▶

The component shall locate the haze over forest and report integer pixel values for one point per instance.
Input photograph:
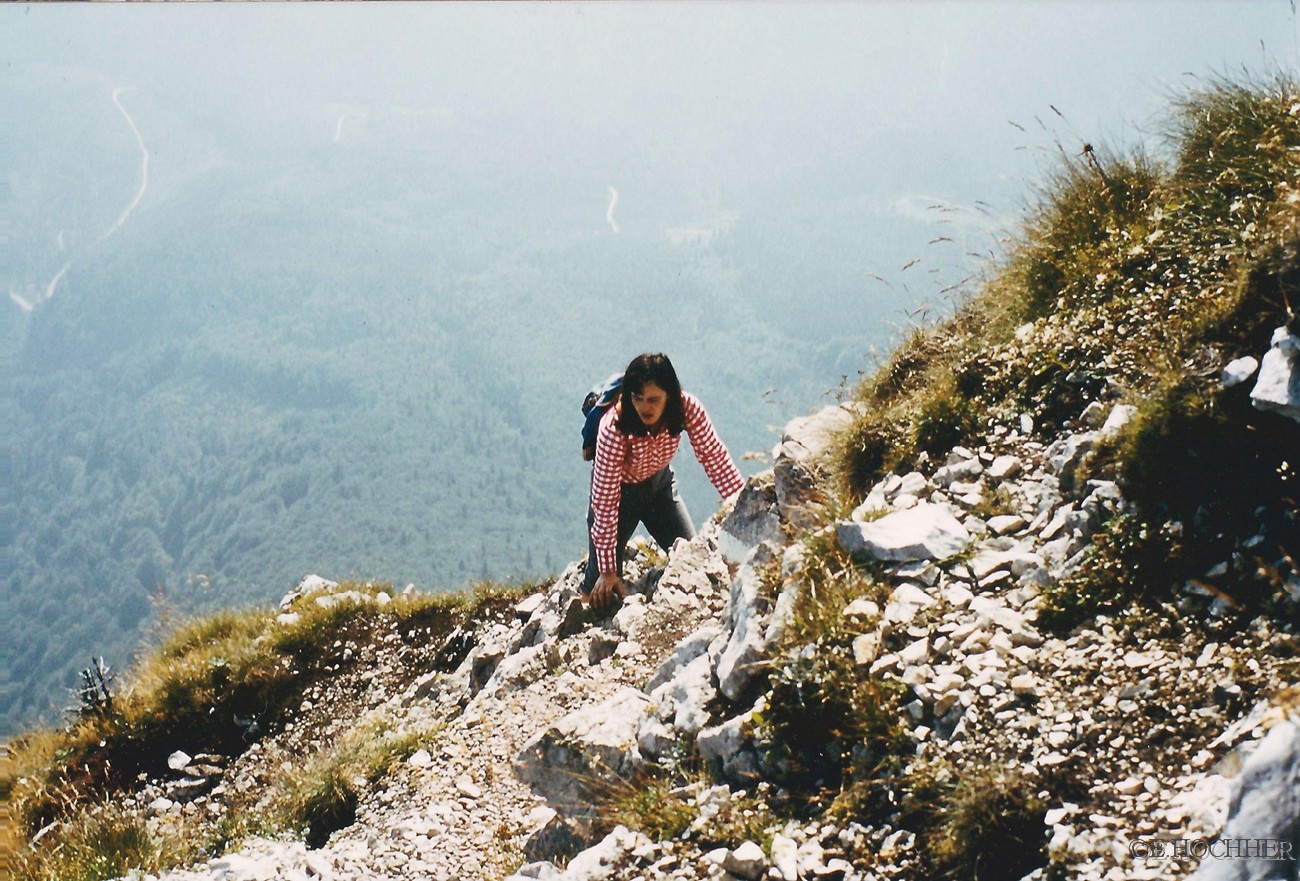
(303, 289)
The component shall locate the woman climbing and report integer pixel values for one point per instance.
(632, 481)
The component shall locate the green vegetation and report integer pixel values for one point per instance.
(1132, 281)
(216, 685)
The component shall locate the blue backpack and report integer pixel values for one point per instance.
(598, 400)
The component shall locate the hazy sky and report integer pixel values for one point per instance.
(930, 100)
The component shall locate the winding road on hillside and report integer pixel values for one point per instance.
(117, 224)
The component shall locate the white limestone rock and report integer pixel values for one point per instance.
(1278, 385)
(804, 442)
(585, 749)
(1238, 370)
(1265, 807)
(928, 532)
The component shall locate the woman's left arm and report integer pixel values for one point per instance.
(709, 448)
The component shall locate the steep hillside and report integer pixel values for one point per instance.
(1023, 608)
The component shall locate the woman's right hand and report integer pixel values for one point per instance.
(606, 586)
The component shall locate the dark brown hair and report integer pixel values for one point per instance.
(644, 369)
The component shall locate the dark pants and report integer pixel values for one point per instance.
(653, 502)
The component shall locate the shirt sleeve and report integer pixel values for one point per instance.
(709, 448)
(606, 491)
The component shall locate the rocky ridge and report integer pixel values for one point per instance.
(1129, 730)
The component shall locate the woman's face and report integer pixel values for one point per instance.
(650, 403)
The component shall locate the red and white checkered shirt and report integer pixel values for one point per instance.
(631, 459)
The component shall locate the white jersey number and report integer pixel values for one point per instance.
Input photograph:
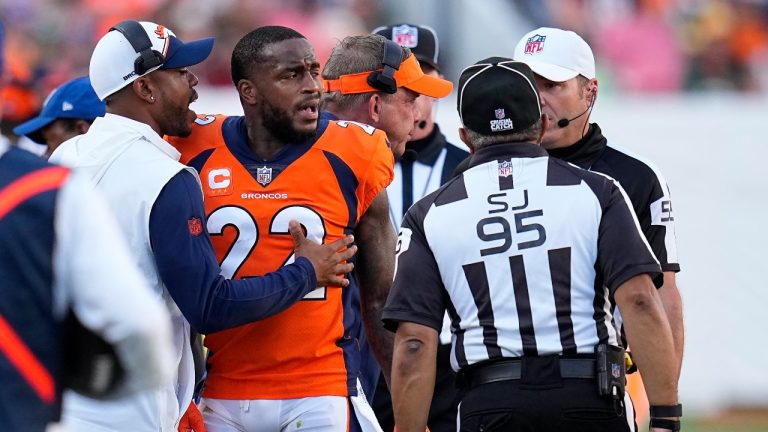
(248, 235)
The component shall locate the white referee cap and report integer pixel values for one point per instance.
(557, 55)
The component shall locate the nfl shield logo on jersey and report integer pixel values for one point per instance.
(405, 35)
(505, 168)
(534, 44)
(615, 370)
(264, 175)
(195, 226)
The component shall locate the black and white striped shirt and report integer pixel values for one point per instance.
(524, 251)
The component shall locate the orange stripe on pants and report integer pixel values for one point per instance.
(26, 363)
(30, 185)
(17, 352)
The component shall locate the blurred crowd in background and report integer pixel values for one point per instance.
(640, 45)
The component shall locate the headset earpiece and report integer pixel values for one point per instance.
(137, 37)
(384, 80)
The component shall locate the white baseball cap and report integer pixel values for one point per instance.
(557, 55)
(132, 49)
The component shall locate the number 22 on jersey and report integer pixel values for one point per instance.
(248, 235)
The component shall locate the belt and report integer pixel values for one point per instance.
(512, 369)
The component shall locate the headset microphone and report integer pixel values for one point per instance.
(564, 122)
(409, 155)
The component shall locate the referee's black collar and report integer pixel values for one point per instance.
(585, 151)
(507, 150)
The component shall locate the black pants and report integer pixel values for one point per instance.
(540, 403)
(442, 412)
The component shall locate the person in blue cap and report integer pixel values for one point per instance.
(67, 112)
(141, 71)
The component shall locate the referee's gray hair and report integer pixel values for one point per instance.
(355, 54)
(530, 134)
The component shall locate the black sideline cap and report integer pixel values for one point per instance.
(498, 96)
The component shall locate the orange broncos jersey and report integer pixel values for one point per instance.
(327, 185)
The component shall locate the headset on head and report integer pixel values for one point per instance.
(384, 80)
(137, 37)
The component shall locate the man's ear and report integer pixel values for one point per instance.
(544, 127)
(466, 140)
(82, 126)
(374, 108)
(248, 92)
(144, 88)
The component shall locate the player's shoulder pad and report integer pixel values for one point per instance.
(206, 134)
(352, 141)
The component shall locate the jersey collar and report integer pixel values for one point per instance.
(585, 151)
(505, 151)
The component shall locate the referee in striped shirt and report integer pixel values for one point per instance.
(529, 255)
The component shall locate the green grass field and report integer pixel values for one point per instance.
(735, 420)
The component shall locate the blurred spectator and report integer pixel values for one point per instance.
(642, 50)
(67, 112)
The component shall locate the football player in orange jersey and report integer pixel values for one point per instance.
(281, 161)
(375, 81)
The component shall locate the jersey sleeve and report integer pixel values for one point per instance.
(661, 231)
(365, 150)
(187, 265)
(623, 251)
(418, 294)
(380, 172)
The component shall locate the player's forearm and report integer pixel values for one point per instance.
(380, 340)
(413, 376)
(650, 337)
(213, 304)
(673, 307)
(375, 269)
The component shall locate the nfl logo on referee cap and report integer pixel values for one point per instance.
(264, 175)
(405, 35)
(534, 44)
(505, 168)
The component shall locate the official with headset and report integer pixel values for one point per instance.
(539, 254)
(564, 68)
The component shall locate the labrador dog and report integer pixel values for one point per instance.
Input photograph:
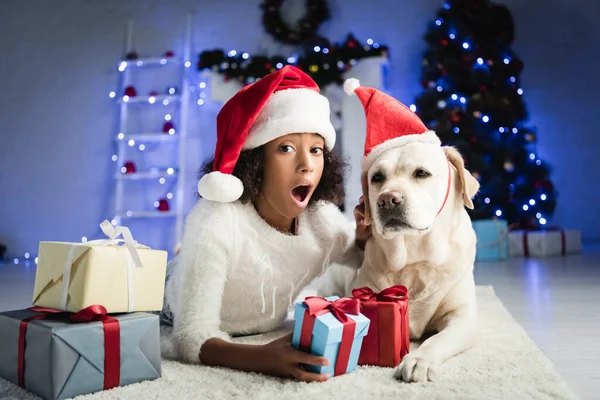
(422, 238)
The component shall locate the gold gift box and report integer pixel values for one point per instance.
(99, 275)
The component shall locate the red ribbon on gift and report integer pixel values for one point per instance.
(388, 339)
(563, 239)
(316, 306)
(112, 339)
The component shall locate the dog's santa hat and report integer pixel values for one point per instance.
(390, 123)
(286, 101)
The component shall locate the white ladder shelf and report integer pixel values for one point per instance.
(126, 140)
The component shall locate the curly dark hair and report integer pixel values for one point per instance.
(250, 165)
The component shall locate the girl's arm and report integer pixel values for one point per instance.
(197, 332)
(347, 247)
(200, 292)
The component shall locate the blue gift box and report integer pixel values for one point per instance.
(492, 240)
(327, 336)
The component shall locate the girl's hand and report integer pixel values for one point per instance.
(279, 358)
(363, 232)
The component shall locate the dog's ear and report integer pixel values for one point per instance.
(468, 184)
(365, 184)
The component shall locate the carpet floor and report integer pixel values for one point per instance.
(505, 365)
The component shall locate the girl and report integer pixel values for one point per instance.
(265, 227)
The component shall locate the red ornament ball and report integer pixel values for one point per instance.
(163, 205)
(129, 167)
(167, 126)
(130, 91)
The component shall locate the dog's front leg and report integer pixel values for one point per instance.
(457, 334)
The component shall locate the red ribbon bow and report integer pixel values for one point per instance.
(112, 339)
(316, 306)
(394, 293)
(388, 339)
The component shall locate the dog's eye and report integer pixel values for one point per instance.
(421, 173)
(378, 177)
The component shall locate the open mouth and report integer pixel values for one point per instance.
(300, 193)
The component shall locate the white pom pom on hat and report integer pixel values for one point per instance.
(350, 86)
(390, 123)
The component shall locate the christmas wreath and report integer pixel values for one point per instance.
(324, 64)
(317, 13)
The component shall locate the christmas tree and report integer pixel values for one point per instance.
(473, 99)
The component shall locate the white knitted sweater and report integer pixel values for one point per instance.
(238, 275)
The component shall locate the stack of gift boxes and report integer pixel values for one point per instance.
(87, 331)
(496, 242)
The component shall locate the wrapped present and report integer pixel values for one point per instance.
(388, 339)
(492, 240)
(59, 355)
(544, 243)
(123, 278)
(333, 328)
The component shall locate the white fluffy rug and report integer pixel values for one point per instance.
(506, 365)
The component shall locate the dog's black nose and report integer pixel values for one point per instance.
(390, 200)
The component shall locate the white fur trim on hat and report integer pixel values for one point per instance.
(350, 85)
(217, 186)
(292, 111)
(428, 137)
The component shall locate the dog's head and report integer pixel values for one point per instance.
(405, 187)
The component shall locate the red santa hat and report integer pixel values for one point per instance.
(390, 124)
(286, 101)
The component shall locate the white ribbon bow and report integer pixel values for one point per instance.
(133, 257)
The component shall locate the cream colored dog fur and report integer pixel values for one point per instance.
(431, 253)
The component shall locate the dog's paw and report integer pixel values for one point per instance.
(415, 369)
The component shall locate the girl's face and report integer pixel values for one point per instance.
(293, 166)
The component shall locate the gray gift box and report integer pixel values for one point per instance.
(64, 359)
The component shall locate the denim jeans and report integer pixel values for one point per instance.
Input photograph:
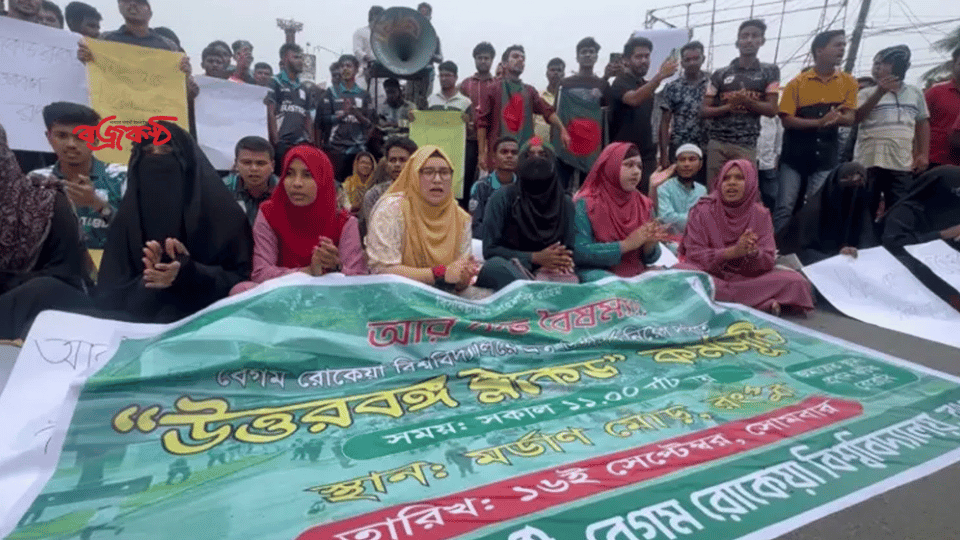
(791, 181)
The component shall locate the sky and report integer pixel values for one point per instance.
(550, 29)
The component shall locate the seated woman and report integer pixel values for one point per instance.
(179, 241)
(835, 220)
(42, 261)
(931, 210)
(615, 229)
(418, 231)
(356, 185)
(730, 236)
(528, 229)
(299, 229)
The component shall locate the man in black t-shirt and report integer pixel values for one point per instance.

◀

## TASK DESCRIPTION
Set down only the lines running from the line with "The component shall locate the dog's paw" to the end of the entries, inclusive; omit every picture.

## RESULT FOR THIS EXERCISE
The component shall locate the dog's paw and report integer pixel values for one point per instance.
(415, 369)
The component shall locate the girl's face and report integer pixel values for one point per instance.
(293, 166)
The component shall locate the gray gift box and report integer pixel values for one point per instance.
(64, 359)
The component shall locate the denim jeans and report integer pixel values for one point per instance.
Input photograph:
(791, 181)
The component shall locate the sky and report integer pixel values for one point per instance.
(550, 29)
The component shall locate the seated woman and report integer pixel values for one point per instance.
(179, 241)
(835, 220)
(42, 261)
(931, 210)
(615, 229)
(418, 231)
(356, 185)
(730, 236)
(528, 229)
(299, 229)
The component shall locate the man in black t-shirt and report integer pixel values for one point per instance.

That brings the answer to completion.